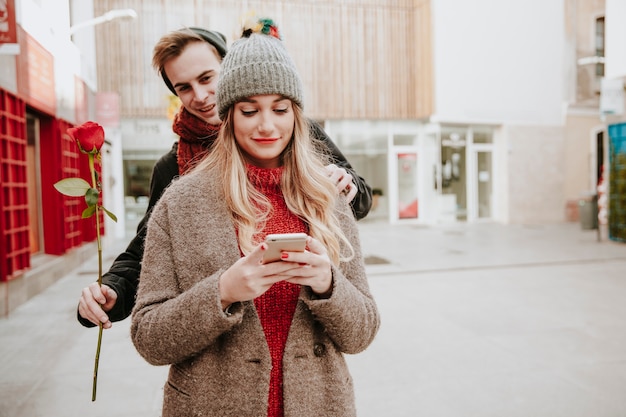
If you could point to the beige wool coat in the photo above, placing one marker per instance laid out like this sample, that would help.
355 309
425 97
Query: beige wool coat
220 364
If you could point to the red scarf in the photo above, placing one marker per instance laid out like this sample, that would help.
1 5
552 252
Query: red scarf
277 305
196 137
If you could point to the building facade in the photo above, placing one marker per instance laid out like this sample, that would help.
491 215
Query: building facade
47 85
451 110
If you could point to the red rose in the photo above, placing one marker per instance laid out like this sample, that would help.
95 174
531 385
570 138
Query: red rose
89 136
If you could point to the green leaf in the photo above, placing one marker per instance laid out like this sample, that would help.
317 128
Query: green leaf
89 211
73 187
111 215
91 197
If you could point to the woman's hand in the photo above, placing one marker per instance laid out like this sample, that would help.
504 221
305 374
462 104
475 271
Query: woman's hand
249 278
314 268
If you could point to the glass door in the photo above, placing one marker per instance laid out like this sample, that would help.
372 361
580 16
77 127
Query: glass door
484 184
407 185
453 170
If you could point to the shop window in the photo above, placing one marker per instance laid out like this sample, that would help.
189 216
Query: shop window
599 38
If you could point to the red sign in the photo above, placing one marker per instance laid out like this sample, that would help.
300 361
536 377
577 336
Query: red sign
8 29
35 74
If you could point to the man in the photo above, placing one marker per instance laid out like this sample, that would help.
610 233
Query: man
189 61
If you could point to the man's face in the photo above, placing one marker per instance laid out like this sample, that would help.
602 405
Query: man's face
194 75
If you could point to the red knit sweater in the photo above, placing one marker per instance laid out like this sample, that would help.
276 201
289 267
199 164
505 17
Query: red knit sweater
277 306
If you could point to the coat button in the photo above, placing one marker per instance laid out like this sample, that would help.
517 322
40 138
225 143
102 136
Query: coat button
319 350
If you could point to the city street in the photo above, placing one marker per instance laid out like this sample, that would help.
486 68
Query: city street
478 320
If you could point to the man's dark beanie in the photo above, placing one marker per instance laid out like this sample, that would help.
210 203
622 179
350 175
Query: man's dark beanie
211 36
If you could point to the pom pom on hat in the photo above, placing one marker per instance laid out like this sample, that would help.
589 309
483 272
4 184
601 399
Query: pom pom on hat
257 64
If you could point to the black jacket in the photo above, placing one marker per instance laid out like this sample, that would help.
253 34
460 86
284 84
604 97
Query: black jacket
123 276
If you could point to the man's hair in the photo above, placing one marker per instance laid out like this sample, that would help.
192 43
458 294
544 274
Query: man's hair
173 44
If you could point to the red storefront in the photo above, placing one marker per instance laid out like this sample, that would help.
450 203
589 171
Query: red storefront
35 153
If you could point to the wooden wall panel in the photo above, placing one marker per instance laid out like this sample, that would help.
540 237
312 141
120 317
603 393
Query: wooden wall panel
358 59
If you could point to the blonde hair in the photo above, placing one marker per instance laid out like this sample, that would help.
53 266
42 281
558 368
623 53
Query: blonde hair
307 189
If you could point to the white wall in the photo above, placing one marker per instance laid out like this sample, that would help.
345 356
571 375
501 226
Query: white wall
498 61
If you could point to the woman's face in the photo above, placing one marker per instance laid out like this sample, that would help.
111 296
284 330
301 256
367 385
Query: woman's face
263 126
194 75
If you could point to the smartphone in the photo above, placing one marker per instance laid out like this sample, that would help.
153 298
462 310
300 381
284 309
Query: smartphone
277 243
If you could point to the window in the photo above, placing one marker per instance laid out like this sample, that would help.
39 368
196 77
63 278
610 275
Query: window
600 45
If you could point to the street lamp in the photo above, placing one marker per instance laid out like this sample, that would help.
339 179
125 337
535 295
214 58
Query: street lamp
107 17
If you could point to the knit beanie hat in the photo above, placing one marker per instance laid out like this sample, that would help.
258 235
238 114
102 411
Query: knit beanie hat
257 64
211 36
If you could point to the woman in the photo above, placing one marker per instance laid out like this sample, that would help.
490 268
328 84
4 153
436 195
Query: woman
242 337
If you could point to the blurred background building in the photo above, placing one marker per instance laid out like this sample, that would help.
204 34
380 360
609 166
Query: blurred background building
452 110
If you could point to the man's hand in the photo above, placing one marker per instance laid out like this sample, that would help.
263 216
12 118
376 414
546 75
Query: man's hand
94 302
343 181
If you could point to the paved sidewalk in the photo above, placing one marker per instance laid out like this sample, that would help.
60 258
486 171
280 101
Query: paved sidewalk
477 320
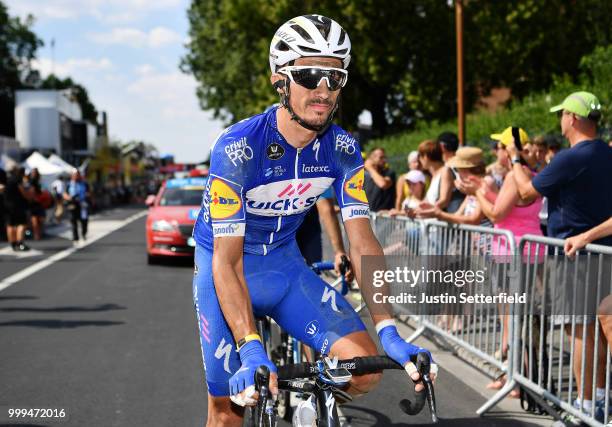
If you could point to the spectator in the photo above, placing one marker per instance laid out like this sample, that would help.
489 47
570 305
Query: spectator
577 185
76 195
37 210
16 204
402 187
379 181
506 210
500 167
416 181
449 143
470 166
553 148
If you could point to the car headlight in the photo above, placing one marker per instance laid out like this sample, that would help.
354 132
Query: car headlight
163 225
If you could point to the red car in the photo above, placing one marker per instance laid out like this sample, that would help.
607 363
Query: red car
172 215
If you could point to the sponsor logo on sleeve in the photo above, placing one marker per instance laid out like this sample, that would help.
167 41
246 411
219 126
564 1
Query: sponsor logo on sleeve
228 229
345 144
312 328
224 202
314 169
353 188
239 151
275 151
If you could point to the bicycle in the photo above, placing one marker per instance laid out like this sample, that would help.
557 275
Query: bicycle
283 349
323 379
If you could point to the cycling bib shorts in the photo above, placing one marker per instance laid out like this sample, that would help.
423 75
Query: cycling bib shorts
282 287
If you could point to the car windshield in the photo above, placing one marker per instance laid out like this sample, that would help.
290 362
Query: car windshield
181 196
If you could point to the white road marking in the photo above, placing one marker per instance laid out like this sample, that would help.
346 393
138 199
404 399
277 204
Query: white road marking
99 229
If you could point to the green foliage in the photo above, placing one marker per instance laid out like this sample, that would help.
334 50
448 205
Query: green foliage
18 45
531 113
78 91
403 66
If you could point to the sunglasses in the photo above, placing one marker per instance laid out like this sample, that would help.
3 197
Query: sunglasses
311 77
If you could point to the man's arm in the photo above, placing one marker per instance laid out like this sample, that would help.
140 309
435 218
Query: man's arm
231 288
328 217
381 181
362 242
574 243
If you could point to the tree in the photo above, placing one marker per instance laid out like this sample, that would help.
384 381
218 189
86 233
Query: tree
403 65
18 45
78 91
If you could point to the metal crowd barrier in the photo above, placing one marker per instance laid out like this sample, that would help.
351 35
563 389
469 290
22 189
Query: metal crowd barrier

________________________

> [Work item]
From the data, pick out every line that includes "crowd".

> [Solution to the exercise]
If you could point to the metal crowd barrier in the photo above, placing one marker per instance laid out like this sample, that would help.
Query: metal crowd barrier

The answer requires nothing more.